● **Exercise requirements**
Replace "Target" with "Object" throughout the rows below, and leave everything else in them unchanged.

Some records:

* BEGIN *

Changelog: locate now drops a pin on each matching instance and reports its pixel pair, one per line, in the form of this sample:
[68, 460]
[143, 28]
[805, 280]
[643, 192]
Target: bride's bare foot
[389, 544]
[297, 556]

* END *

● **Task answer**
Changelog: locate now drops a pin on each matching instance and reports its pixel pair, one per line, in the form of this sample:
[68, 460]
[143, 28]
[805, 280]
[643, 192]
Object: bride's bare foot
[389, 544]
[297, 556]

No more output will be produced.